(Document segment)
◇ ◇ ◇ ◇
Take SAT II Subject Test

The best time to take an SAT II Subject Test is right after you’ve finished a year-long class in that subject. If, for example, you take Biology in eleventh grade, then you should take the SAT II Biology near the end of that year, when the material is still fresh in your mind. (This rule does not apply for the Writing, Literature, and Foreign Language SAT II tests; it’s best to take those after you’ve had as much study in the area as possible.)
Unless the colleges you’re applying to use the SAT II for placement purposes, there is no point in taking any SAT II tests after November of your senior year, since you won’t get your scores back from ETS until after the college application deadline has passed.
ETS usually sets testing dates for SAT II Subject Tests in October, November, December, January, May, and June. However, not every subject test is administered in each of these months. To check when the test you want to take is being offered, visit the College Board Web site at www.collegeboard.com or do some research in your school’s guidance office.
Registering for SAT II Tests
To register for the SAT II test(s) of your choice, you have to fill out some forms and pay a registration fee. We know, we know—it’s ridiculous that you have to pay for a test that colleges require you to take in order to make their jobs easier, but, sadly, there isn’t anything we, or you, can do about it. (It’s acceptable here to grumble about the unfairness of the world.)
◇ ◇ ◇ ◇
(Extracted data entries)

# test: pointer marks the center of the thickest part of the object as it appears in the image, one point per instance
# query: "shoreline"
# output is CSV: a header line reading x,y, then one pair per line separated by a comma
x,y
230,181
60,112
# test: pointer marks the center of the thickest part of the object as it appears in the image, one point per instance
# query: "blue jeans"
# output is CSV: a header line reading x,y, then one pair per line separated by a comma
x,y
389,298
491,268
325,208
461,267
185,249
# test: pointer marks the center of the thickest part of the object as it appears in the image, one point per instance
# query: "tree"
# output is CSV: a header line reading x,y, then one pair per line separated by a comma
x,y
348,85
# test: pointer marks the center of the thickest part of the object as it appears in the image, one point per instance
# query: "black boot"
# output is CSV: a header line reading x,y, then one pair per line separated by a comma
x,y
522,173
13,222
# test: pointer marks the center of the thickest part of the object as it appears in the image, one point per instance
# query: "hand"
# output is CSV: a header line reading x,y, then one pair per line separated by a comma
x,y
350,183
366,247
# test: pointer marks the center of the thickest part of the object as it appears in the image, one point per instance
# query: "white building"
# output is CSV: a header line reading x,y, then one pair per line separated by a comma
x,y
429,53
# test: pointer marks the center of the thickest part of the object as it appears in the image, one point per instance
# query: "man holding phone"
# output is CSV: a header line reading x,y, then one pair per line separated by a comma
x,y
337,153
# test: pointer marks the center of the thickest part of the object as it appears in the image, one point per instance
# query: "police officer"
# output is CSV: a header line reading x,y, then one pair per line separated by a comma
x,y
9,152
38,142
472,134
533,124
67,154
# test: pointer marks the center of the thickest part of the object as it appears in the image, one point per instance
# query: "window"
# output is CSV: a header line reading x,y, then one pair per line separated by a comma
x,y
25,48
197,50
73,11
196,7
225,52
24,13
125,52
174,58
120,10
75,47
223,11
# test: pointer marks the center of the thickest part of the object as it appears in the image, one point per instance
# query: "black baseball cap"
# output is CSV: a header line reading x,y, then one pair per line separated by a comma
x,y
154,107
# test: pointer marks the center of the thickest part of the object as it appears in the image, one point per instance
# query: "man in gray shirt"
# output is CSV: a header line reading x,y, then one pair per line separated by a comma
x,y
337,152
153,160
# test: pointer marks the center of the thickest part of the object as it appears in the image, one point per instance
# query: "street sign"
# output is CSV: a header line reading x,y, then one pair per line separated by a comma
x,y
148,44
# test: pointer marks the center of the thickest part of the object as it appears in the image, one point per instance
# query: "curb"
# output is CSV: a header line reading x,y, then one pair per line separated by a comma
◇ ◇ ◇ ◇
(Required work)
**a)** In the SAT II Subject Test passage, give the words from "Registering for SAT" to "of the world.)" again, swapping "registration fee" for "testing fee".
**b)** Write the next part of the SAT II Subject Test passage, picking up after its last sentence.
These records were taken from a different source.

(Replies)
**a)**
Registering for SAT II Tests
To register for the SAT II test(s) of your choice, you have to fill out some forms and pay a testing fee. We know, we know—it’s ridiculous that you have to pay for a test that colleges require you to take in order to make their jobs easier, but, sadly, there isn’t anything we, or you, can do about it. (It’s acceptable here to grumble about the unfairness of the world.)

**b)**
After grumbling, however, you still have to register. There are two ways to go about it: online or by mail. To register online, go to www.collegeboard.com. To register by mail, fill out and send in the forms enclosed in the Registration Bulletin, which should be available in your high school’s guidance office. You can also request a copy of the Bulletin by calling the College Board at (609) 771-7600 or writing to:
College Board SAT Program
P.O. Box 6200
Princeton, NJ 08541–6200
You can register to take up to three SAT II tests for any given testing day. Unfortunately, even if you decide to take three tests in one day, you’ll still have to pay a separate registration fee for each.